**SHORT PROBLEM:** Rewrite the stretch of the data below from the line that contains "green field by giving the bounding box." through the line that contains "[696,288,733,347]", replacing every "Point out" with "Locate" and keeping everything else the same.

Source data
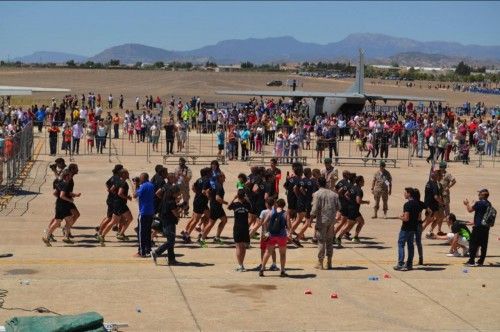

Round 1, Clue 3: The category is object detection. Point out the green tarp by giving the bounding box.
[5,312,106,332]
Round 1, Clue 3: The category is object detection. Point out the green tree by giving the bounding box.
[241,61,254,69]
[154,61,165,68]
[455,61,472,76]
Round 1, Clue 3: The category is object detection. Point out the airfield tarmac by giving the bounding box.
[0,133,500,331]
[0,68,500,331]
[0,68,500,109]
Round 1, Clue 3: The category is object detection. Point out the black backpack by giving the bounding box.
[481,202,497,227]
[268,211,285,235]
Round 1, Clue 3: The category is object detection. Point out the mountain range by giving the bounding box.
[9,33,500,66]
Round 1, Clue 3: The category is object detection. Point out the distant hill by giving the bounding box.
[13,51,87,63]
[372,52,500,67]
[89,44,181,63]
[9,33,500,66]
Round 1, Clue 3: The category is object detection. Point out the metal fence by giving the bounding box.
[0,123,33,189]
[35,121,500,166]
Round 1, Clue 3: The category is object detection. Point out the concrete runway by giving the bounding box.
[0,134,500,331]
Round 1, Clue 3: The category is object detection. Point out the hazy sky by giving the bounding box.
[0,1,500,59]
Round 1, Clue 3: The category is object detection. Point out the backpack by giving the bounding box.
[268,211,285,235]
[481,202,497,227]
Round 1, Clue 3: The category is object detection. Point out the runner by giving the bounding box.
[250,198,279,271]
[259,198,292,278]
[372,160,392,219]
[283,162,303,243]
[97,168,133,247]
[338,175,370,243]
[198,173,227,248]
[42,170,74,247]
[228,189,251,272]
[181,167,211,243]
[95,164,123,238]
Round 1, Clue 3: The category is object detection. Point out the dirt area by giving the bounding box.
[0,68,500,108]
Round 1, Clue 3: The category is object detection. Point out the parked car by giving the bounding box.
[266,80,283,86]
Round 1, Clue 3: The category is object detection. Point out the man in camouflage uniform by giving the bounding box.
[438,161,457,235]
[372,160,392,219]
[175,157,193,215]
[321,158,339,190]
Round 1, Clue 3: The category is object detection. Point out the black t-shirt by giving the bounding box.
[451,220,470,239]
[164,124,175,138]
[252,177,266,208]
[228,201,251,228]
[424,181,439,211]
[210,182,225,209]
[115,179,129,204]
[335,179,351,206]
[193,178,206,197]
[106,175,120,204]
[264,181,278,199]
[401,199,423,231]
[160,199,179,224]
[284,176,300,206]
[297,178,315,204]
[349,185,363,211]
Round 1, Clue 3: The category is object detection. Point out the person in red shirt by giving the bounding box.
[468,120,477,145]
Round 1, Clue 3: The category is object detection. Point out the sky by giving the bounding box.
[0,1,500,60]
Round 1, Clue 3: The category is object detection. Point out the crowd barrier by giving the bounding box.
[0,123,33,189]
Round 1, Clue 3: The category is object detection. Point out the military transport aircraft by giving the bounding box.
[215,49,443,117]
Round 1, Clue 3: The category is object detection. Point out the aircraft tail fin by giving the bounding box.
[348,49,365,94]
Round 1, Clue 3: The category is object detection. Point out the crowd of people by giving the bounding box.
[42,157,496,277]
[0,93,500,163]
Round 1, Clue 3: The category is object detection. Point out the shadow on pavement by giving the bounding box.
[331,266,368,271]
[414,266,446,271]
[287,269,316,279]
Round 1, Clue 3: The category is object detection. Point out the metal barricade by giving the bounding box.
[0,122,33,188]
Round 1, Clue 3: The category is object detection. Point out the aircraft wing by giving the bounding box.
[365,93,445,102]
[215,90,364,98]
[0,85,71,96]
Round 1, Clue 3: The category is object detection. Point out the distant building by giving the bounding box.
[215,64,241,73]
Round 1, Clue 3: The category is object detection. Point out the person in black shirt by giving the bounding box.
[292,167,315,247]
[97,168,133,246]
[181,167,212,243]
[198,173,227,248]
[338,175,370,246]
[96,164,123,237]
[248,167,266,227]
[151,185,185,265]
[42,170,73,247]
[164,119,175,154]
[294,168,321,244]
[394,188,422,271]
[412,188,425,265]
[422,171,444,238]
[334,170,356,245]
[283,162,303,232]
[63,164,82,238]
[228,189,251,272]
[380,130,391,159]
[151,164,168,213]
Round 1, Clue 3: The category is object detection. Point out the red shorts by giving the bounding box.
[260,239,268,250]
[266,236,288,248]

...

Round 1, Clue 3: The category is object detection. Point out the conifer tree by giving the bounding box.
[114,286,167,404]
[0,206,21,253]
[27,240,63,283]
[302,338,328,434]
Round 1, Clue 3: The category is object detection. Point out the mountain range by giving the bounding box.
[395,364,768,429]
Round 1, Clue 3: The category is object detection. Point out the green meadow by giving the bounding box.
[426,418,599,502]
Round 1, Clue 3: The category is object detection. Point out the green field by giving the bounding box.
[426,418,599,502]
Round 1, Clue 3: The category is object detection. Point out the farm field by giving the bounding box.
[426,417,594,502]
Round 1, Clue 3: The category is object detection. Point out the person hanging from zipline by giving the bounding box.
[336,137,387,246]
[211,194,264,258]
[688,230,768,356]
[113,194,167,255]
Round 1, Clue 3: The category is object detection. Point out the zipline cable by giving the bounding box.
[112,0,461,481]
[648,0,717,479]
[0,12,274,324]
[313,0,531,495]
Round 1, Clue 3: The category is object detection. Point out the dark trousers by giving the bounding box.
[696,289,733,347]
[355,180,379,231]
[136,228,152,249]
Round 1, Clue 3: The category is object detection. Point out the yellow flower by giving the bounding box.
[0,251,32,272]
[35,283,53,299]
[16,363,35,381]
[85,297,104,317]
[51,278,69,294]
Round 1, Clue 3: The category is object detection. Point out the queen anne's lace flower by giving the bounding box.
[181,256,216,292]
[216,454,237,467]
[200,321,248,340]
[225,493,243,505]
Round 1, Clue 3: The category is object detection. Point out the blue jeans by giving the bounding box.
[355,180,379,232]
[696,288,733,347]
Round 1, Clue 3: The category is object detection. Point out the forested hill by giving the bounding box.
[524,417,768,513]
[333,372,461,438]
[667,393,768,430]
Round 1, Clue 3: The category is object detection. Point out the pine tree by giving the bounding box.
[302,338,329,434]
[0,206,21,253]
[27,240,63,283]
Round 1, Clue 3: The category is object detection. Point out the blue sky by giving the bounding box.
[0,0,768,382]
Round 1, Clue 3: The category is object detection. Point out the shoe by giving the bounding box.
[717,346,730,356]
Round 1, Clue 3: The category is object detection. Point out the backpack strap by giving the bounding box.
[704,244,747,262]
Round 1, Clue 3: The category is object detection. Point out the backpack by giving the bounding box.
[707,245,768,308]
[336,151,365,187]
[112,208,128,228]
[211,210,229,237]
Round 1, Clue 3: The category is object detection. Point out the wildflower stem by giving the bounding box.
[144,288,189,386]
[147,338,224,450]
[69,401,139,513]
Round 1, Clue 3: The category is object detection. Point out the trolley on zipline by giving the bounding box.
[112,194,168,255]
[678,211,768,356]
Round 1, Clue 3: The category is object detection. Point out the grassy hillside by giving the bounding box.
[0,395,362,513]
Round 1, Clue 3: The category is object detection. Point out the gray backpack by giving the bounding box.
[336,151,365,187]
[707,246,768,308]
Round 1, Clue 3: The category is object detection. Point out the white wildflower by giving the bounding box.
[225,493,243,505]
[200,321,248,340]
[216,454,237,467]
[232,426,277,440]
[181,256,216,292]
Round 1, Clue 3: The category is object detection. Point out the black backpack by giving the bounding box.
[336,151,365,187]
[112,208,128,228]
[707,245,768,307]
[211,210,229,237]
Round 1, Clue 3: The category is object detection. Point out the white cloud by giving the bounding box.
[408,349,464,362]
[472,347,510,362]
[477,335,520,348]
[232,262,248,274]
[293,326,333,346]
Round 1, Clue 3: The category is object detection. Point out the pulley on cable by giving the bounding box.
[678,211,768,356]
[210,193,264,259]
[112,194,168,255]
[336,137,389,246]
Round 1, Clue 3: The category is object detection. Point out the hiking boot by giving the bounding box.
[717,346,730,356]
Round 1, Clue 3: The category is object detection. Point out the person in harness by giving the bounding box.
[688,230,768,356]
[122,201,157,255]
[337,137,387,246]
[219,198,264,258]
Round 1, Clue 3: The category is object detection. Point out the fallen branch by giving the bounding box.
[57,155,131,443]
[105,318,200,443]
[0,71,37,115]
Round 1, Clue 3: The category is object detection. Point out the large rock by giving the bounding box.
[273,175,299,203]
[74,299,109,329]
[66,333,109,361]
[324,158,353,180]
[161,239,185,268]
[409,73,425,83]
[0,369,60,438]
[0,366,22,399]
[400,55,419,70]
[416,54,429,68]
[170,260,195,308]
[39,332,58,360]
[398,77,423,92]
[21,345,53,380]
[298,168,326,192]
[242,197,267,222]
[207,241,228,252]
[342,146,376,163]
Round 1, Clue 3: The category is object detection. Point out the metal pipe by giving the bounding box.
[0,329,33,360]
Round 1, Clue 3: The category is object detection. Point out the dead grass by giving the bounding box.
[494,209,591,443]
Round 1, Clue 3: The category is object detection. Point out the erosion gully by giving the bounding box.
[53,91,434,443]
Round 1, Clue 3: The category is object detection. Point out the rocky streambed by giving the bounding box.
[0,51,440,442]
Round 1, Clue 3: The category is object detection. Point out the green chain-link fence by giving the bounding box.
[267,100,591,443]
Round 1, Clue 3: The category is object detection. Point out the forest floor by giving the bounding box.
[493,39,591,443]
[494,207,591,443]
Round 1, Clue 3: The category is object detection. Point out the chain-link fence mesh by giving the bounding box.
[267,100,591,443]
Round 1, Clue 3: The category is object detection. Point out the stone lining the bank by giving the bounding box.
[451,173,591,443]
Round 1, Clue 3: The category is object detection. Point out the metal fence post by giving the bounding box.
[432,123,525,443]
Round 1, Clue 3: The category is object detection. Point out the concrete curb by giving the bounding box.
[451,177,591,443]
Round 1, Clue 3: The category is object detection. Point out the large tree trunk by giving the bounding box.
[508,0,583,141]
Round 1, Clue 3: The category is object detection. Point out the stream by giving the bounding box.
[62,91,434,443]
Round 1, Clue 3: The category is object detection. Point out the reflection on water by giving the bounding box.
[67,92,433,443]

**EXERCISE RESULT:**
Round 1, Clue 3: The category is object detection. Locate the green field by giving the bounding box.
[426,418,599,502]
Round 1, Clue 3: The category is object detection. Locate the farm field by giving the bounding box.
[426,417,594,502]
Round 1, Clue 3: The category is object detection. Locate the person hanging from zipline by giving the bounding box.
[336,137,387,246]
[211,194,264,258]
[688,230,768,356]
[113,194,167,255]
Round 1, Clue 3: The category is object detection. Locate the zipline cable by giving the bounding box.
[112,0,461,481]
[648,0,717,479]
[0,12,274,324]
[313,0,531,495]
Round 1, Clue 3: The category is object detection. Locate the dark trousers by giving the bounding box.
[696,289,733,347]
[355,180,379,231]
[136,228,152,249]
Round 1, Clue 3: The category is object detection. Locate the yellow flower by giving the bounding box.
[0,251,32,272]
[35,283,53,299]
[16,363,35,381]
[85,297,104,317]
[51,278,69,294]
Round 1, Clue 3: The category is object detection. Locate the queen anne's lace flower by giving the bounding box.
[181,256,216,292]
[216,454,237,467]
[200,321,248,340]
[225,493,243,505]
Round 1, Clue 3: The category is object detection. Locate the blue jeans by giving the bounding box.
[355,180,379,232]
[696,288,733,347]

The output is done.